++++ INPUT ++++

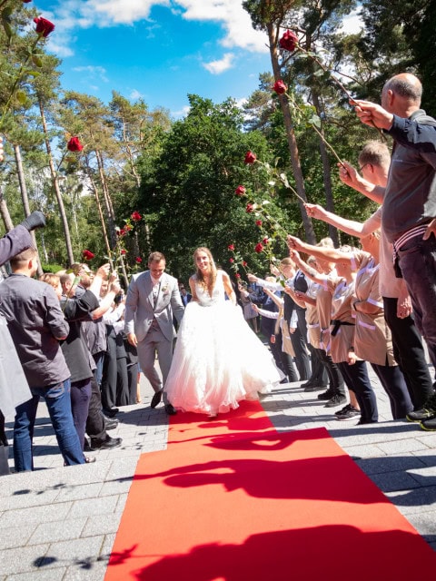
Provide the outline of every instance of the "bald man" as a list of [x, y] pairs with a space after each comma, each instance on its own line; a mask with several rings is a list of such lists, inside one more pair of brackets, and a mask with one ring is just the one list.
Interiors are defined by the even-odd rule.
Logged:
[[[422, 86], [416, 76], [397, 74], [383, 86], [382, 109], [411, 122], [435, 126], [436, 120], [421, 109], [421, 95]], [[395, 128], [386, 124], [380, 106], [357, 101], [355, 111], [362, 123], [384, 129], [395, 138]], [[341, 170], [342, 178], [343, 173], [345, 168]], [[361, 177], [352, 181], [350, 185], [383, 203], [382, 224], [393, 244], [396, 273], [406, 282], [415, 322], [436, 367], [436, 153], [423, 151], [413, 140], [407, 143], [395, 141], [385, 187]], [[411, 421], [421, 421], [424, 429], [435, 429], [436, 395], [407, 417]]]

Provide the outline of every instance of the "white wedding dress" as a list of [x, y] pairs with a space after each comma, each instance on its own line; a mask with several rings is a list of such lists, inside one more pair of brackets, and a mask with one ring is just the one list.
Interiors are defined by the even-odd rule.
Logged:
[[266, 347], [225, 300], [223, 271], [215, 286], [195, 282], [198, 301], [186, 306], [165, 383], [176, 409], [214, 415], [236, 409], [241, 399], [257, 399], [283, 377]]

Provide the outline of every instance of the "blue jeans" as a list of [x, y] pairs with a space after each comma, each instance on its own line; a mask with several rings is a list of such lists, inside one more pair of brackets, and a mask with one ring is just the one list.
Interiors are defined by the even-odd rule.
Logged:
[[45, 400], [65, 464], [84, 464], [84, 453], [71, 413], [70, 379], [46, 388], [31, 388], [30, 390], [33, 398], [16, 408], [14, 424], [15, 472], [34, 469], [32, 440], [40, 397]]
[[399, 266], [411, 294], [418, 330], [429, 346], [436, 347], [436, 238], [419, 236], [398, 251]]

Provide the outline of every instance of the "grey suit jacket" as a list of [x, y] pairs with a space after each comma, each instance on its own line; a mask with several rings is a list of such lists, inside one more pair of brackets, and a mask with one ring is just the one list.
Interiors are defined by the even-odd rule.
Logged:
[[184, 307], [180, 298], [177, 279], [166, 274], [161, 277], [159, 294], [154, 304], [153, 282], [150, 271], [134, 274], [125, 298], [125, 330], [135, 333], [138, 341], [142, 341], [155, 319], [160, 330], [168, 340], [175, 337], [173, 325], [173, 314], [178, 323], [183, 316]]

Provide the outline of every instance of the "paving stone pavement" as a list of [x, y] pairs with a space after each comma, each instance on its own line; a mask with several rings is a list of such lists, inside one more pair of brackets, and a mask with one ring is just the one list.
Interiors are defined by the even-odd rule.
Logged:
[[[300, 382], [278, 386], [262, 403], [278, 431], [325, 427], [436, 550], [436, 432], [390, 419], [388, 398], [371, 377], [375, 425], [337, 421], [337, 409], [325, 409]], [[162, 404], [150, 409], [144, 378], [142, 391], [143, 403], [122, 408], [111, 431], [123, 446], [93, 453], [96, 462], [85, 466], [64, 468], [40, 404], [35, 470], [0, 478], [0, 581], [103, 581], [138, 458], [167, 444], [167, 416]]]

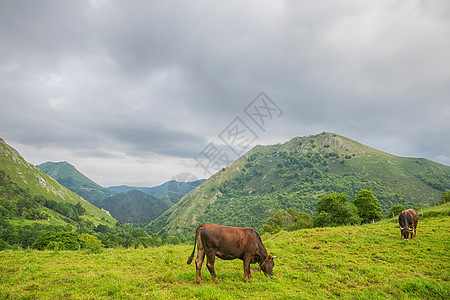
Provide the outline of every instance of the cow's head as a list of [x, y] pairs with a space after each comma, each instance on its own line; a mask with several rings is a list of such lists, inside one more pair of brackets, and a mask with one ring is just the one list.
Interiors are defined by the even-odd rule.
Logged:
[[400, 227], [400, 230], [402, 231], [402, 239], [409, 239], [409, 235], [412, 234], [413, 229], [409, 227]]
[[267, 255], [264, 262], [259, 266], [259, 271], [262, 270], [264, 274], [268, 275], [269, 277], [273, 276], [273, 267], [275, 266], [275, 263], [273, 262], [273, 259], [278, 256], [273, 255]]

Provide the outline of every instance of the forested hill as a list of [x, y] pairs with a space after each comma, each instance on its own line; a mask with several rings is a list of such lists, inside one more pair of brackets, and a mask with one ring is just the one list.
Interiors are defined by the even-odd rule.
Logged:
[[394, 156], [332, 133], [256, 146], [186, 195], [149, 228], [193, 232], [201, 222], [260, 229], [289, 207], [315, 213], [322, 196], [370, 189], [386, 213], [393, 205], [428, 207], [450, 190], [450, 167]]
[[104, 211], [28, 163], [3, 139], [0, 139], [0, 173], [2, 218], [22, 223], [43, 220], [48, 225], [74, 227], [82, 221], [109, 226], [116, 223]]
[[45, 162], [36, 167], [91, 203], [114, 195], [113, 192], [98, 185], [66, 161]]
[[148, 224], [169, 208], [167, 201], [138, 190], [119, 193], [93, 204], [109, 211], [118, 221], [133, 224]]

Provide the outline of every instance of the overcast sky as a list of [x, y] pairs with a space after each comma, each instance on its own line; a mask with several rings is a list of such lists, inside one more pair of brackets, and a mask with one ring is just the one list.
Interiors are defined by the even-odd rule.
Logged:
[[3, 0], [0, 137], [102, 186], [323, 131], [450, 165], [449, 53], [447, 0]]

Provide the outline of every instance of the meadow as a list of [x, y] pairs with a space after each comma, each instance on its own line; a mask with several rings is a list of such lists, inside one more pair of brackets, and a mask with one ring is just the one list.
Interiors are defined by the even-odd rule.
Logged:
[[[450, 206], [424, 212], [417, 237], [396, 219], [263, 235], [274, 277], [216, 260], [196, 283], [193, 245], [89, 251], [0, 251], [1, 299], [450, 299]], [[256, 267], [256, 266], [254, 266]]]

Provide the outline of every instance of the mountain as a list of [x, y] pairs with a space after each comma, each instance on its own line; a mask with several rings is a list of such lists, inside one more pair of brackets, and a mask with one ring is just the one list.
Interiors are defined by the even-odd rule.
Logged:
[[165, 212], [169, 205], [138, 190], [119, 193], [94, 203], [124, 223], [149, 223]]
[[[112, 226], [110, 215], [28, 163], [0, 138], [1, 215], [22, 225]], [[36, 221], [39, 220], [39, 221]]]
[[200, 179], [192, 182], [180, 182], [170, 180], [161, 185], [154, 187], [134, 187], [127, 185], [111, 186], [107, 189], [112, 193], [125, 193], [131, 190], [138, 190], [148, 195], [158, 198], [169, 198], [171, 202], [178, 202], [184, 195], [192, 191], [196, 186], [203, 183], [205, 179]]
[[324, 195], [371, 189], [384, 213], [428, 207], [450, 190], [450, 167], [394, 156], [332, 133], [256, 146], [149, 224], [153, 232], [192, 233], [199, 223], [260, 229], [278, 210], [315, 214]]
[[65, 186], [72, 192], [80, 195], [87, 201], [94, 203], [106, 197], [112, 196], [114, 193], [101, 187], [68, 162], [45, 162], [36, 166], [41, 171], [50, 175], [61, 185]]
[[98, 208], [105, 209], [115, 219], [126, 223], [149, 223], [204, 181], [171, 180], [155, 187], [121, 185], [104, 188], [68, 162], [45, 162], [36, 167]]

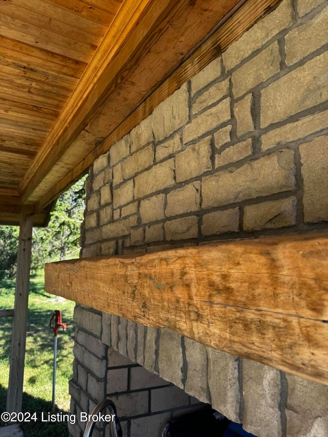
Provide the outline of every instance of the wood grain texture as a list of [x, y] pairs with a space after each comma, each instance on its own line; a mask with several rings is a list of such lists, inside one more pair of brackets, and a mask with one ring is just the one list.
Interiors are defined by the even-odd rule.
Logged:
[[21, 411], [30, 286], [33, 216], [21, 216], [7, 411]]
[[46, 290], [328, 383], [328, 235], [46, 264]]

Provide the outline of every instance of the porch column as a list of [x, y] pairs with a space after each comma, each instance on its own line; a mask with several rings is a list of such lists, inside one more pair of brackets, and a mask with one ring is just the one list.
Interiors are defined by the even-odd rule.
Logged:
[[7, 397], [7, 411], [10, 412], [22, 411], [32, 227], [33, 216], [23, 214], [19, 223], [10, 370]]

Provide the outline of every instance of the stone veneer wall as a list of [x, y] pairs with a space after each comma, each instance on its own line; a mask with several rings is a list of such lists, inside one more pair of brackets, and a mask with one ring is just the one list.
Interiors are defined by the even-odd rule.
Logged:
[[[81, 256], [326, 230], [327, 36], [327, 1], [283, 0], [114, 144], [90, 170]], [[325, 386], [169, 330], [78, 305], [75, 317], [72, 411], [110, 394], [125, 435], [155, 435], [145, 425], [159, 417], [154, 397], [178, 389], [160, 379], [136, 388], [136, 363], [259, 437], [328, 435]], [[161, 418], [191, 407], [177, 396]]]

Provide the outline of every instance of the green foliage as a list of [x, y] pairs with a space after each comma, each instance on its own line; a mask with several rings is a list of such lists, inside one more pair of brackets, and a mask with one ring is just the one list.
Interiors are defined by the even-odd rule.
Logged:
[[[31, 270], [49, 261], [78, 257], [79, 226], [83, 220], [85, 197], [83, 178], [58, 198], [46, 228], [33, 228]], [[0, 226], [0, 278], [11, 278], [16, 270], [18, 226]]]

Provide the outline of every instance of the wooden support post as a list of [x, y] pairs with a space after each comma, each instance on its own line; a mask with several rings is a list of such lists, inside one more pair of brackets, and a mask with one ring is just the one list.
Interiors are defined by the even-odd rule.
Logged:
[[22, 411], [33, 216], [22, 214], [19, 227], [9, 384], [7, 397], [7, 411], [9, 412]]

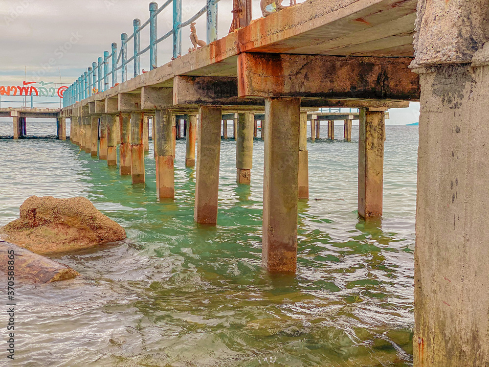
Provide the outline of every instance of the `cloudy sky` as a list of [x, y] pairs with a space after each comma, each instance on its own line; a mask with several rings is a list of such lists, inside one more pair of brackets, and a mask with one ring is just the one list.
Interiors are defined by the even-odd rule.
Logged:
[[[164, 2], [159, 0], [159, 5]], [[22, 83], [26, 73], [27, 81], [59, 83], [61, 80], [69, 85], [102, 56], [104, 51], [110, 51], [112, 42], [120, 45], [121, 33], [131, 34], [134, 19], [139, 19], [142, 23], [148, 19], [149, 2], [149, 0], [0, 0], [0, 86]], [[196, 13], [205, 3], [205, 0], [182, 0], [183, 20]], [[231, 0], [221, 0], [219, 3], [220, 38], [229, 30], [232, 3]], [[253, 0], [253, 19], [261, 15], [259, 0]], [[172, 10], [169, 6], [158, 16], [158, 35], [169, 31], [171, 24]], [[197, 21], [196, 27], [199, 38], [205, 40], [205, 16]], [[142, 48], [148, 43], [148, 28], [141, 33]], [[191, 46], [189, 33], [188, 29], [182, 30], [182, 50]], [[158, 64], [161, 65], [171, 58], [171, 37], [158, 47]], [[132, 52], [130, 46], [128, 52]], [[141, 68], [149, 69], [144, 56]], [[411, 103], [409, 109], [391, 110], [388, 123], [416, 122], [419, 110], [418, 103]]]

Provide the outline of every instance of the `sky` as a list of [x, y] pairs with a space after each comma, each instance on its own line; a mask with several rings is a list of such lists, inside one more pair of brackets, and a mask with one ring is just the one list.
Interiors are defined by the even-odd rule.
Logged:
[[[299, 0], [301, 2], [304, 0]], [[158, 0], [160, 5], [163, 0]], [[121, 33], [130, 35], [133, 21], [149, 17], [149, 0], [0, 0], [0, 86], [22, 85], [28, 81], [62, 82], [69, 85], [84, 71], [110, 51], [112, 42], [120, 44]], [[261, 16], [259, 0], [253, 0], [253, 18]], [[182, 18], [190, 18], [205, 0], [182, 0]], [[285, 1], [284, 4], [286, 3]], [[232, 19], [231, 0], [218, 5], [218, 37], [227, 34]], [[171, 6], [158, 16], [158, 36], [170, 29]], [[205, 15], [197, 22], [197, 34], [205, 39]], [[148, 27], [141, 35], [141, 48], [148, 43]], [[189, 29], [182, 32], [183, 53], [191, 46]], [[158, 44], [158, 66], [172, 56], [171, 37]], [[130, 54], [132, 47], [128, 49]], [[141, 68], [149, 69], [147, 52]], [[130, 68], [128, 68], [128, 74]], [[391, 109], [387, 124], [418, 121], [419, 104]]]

++++
++++ INPUT ++++

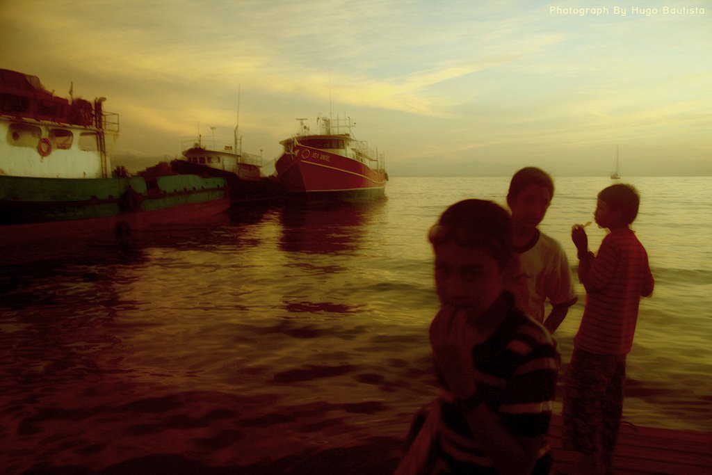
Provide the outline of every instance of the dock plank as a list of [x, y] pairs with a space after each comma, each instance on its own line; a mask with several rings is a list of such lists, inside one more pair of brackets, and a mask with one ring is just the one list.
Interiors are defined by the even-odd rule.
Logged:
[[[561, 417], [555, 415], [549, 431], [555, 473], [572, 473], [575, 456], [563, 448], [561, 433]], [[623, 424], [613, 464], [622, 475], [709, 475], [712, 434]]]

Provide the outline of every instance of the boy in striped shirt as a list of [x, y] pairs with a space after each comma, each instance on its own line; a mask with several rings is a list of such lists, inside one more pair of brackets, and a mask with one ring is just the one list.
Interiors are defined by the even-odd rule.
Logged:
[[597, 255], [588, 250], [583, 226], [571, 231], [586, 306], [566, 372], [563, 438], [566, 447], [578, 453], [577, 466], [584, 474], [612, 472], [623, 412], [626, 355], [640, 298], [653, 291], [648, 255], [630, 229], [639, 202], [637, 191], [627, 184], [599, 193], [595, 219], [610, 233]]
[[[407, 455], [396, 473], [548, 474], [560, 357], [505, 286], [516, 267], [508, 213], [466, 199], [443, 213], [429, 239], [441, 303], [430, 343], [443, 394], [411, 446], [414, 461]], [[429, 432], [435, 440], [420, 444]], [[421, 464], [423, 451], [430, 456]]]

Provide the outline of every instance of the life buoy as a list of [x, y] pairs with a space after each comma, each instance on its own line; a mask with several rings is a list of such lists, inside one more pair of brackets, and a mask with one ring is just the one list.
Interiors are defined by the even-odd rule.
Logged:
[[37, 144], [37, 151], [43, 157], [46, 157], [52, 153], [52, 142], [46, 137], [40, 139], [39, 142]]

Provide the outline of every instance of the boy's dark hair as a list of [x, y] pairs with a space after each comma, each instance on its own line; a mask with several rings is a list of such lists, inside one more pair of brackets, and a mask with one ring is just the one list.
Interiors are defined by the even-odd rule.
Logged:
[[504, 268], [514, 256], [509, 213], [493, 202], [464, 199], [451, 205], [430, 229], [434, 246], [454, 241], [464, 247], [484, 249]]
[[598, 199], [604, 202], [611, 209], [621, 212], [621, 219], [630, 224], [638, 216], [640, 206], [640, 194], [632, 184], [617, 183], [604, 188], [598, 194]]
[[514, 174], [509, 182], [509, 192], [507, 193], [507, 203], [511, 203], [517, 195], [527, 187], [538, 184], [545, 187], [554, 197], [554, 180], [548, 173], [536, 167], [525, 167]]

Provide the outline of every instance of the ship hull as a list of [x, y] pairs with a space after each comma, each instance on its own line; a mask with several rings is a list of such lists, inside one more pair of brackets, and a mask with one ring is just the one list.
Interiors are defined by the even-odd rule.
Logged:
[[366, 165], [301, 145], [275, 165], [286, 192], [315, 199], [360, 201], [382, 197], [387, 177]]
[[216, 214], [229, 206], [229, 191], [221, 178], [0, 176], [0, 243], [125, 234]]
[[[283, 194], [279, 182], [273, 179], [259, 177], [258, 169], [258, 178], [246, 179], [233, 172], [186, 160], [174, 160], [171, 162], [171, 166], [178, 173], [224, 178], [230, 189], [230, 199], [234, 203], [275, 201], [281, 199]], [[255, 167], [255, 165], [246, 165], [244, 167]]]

++++
++++ INPUT ++++

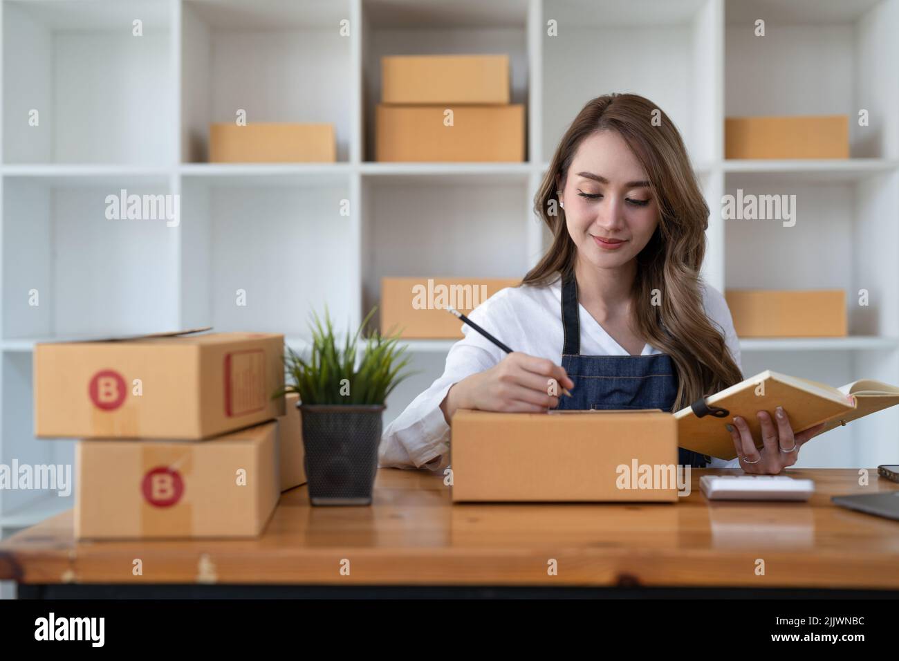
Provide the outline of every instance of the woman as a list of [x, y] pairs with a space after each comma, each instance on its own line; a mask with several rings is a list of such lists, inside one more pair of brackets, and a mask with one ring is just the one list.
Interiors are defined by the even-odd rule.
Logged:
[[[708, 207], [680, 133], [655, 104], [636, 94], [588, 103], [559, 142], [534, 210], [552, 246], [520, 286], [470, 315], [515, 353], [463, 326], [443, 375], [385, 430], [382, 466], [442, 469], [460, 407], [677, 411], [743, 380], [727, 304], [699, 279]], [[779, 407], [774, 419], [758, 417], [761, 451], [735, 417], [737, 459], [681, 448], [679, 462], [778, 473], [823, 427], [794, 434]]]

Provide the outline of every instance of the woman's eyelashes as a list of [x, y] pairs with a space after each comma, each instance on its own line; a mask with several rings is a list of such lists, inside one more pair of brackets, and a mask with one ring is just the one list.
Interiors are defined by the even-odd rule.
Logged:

++++

## WHAT YOU SHOULD DO
Swap "outline" for "contour" in the entries from the line containing "Provide the outline of every instance of the mountain" through the line containing "220], [39, 221]]]", inclusive, and write out those lines alone with nothing else altered.

## SOLVED PROBLEM
Provide the contour of every instance of the mountain as a list of [x, y] pairs with a space after each comma, each instance on its own line; a mask with several rings is a list of such lists, inside one more pair of brackets, and a mask with one ring is just the one list.
Interiors are defined by the even-odd rule.
Logged:
[[165, 212], [169, 205], [138, 190], [119, 193], [94, 203], [124, 223], [149, 223]]
[[[112, 226], [110, 215], [28, 163], [0, 138], [1, 215], [22, 225]], [[36, 221], [39, 220], [39, 221]]]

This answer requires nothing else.